-- Aim of the task --
Everything from the line containing "One dot per instance of the glass" down to the last line of the entries below must be transcribed exactly, and nothing else.

■ ■ ■ ■

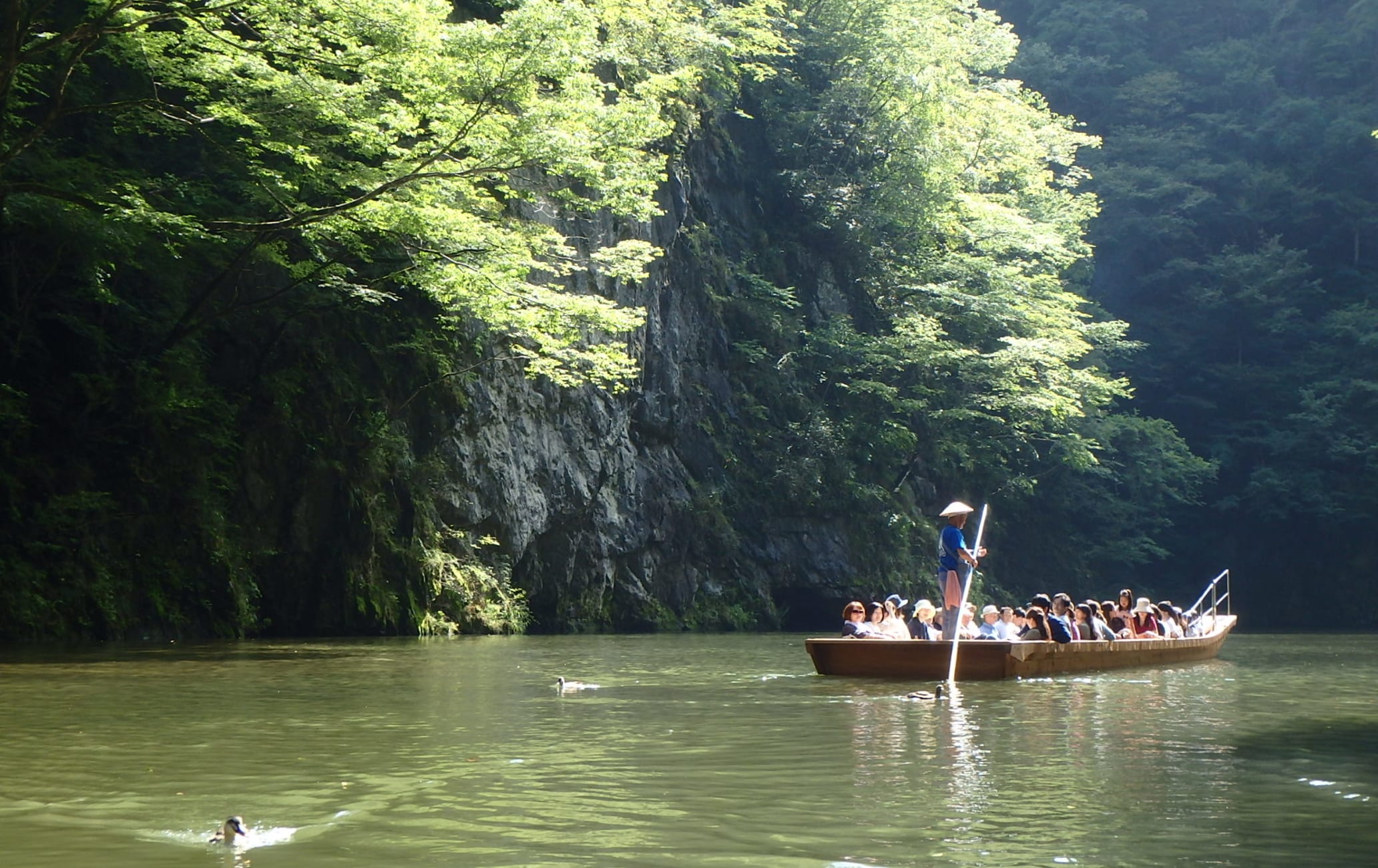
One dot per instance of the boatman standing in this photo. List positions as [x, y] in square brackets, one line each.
[951, 552]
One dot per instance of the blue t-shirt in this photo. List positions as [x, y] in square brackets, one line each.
[950, 541]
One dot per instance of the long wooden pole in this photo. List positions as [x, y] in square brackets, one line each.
[966, 592]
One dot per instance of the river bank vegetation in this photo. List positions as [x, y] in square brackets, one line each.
[265, 262]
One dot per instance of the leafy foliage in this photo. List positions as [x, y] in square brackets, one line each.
[1239, 184]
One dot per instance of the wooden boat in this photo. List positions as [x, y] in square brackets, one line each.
[985, 660]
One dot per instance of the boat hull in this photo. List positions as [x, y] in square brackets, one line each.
[987, 660]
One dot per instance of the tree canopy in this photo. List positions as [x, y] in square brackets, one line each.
[255, 247]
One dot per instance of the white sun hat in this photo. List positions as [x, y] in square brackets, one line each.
[957, 507]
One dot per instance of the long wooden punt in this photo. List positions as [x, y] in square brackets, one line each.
[985, 660]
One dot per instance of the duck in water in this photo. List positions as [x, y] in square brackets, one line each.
[925, 695]
[569, 686]
[232, 834]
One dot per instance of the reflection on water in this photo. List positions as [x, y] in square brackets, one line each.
[695, 750]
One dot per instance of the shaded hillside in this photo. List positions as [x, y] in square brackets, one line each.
[1239, 236]
[569, 316]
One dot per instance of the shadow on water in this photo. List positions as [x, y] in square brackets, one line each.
[1347, 740]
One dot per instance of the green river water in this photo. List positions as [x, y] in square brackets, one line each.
[695, 750]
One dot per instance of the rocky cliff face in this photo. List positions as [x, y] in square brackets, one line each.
[604, 503]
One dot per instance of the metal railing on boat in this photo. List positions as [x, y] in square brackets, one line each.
[1216, 600]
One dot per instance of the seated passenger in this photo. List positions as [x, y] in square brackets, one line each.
[922, 626]
[1143, 624]
[1170, 622]
[1100, 628]
[1116, 619]
[989, 627]
[1082, 623]
[1037, 630]
[966, 627]
[893, 624]
[855, 623]
[1059, 622]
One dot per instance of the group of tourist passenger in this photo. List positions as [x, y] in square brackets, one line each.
[1044, 619]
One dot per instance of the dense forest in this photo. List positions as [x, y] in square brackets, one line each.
[332, 317]
[1239, 236]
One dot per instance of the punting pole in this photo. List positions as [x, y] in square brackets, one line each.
[966, 592]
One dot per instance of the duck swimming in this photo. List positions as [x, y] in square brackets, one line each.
[232, 833]
[567, 686]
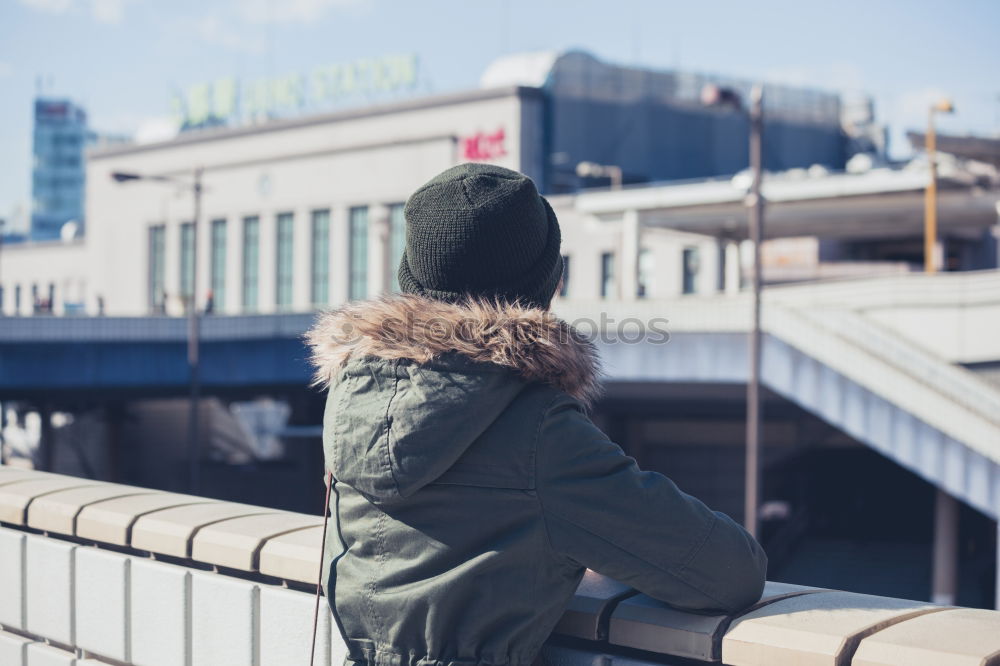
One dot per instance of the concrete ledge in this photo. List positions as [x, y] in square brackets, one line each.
[15, 497]
[647, 624]
[236, 543]
[293, 556]
[57, 512]
[171, 531]
[588, 612]
[127, 608]
[111, 521]
[954, 637]
[814, 629]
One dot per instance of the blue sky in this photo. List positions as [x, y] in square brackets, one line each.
[122, 58]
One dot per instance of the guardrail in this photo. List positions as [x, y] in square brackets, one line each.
[99, 573]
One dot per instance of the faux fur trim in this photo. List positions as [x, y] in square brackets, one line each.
[535, 343]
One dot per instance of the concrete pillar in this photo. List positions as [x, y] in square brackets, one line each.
[733, 269]
[340, 259]
[945, 574]
[378, 249]
[630, 243]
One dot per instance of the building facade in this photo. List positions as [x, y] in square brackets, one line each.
[306, 213]
[58, 169]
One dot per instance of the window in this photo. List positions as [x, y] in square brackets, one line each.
[320, 258]
[157, 267]
[218, 269]
[690, 263]
[644, 279]
[283, 291]
[187, 264]
[564, 288]
[357, 284]
[251, 261]
[397, 242]
[608, 287]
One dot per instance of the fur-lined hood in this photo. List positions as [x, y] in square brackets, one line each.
[533, 342]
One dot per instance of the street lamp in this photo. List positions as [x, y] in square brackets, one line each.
[713, 95]
[595, 170]
[930, 195]
[195, 187]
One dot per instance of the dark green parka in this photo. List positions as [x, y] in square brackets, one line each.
[472, 491]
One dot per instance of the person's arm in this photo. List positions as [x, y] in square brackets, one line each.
[604, 513]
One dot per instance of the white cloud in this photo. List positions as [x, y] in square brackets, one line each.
[213, 30]
[840, 76]
[49, 6]
[292, 11]
[102, 11]
[108, 11]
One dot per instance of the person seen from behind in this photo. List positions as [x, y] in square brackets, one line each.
[471, 490]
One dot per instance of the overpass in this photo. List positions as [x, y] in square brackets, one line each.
[96, 573]
[884, 360]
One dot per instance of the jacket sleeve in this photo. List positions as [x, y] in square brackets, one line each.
[604, 513]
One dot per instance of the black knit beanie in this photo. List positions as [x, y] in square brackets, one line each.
[481, 230]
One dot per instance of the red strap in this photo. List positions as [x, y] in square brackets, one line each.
[319, 576]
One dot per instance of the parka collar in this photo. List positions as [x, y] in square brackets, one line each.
[533, 342]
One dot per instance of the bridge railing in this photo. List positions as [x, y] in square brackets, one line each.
[98, 573]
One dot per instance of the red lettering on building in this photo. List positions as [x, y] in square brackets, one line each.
[484, 146]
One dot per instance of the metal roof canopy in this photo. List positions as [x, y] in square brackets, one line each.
[877, 204]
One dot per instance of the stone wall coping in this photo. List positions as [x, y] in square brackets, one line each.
[790, 624]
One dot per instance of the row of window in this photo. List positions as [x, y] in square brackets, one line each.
[319, 258]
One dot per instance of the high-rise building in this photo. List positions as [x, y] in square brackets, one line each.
[58, 170]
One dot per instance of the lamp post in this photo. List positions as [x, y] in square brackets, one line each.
[595, 170]
[715, 96]
[193, 355]
[930, 195]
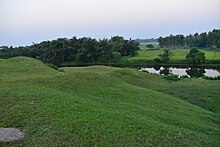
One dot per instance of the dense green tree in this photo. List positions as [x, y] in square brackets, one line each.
[195, 56]
[74, 50]
[202, 40]
[165, 57]
[150, 46]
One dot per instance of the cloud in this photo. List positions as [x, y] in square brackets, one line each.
[31, 16]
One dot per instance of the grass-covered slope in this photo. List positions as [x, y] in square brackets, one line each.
[97, 106]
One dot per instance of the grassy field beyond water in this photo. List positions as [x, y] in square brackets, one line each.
[179, 55]
[97, 105]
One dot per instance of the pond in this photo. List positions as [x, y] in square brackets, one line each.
[190, 72]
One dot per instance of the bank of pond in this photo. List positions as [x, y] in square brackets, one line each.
[186, 72]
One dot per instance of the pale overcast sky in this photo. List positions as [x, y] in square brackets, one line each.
[25, 21]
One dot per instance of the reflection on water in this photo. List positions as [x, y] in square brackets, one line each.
[190, 72]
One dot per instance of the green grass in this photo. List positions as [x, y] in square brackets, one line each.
[178, 54]
[105, 106]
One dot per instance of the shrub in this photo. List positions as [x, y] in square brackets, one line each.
[211, 78]
[172, 78]
[52, 66]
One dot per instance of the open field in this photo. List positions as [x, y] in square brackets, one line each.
[178, 54]
[100, 106]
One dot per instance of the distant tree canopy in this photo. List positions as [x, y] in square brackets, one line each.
[202, 40]
[74, 50]
[195, 56]
[150, 46]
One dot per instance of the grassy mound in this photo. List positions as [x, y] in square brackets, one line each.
[98, 106]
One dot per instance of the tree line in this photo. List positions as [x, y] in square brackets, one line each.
[76, 50]
[203, 40]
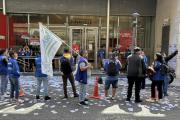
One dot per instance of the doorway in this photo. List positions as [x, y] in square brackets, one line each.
[82, 37]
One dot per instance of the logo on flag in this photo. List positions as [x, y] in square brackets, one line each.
[49, 45]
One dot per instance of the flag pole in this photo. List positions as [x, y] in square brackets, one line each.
[63, 42]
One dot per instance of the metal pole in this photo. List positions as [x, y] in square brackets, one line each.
[28, 23]
[4, 7]
[107, 35]
[135, 42]
[118, 32]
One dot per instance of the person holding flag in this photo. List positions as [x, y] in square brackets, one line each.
[67, 65]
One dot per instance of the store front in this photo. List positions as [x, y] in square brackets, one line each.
[84, 32]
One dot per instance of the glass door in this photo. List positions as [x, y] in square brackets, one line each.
[85, 38]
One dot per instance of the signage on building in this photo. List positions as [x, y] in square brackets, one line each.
[2, 37]
[125, 40]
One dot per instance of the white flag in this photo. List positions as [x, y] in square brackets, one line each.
[49, 44]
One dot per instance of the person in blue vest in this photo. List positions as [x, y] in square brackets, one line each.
[41, 78]
[14, 74]
[112, 69]
[81, 76]
[3, 71]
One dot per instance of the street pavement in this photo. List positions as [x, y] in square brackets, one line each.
[103, 109]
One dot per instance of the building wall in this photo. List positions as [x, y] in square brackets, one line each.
[169, 9]
[82, 7]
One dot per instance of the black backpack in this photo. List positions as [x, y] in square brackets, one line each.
[164, 68]
[112, 69]
[66, 66]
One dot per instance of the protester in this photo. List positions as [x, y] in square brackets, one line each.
[81, 76]
[112, 68]
[3, 72]
[41, 78]
[67, 66]
[101, 55]
[134, 73]
[14, 74]
[166, 74]
[145, 60]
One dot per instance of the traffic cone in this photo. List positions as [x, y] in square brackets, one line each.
[96, 90]
[21, 92]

■ ■ ■ ■

-- Correct result --
One dot per instance of the glass door in this photo. List positions as [x, y] in square brackets, one line each.
[85, 38]
One dot per instance of the signage on building in this photo. List positions as [x, y] in square brackets, one line each.
[2, 37]
[125, 40]
One dot per instance of the white flag in this photo. List positions as [x, y] in square brackets, one line each.
[49, 44]
One dot per instance of the person in blue vest in this photo. List positions as [x, y] in square brackets, one line each.
[41, 78]
[14, 74]
[112, 69]
[81, 76]
[3, 71]
One dot per instance of the street pavement in this photo. List positions as [x, y] in square brackets, one line each.
[103, 109]
One dot per instance of the building wall in this photo. List positions as [x, y] in square brackets, one line each.
[169, 9]
[82, 7]
One dot per instance of the black backpack in this photo. List positions as [x, y] in square brackets, one line each.
[164, 68]
[112, 69]
[66, 66]
One dot per instance of the protester in this photo. List positions as [x, y] in square brackets, one line each.
[81, 76]
[112, 68]
[3, 72]
[41, 78]
[67, 66]
[101, 55]
[134, 73]
[14, 74]
[166, 74]
[145, 60]
One dot per instance of the traffic cone in this photo. List positions as [x, y] in square brackets, one line each.
[96, 90]
[21, 92]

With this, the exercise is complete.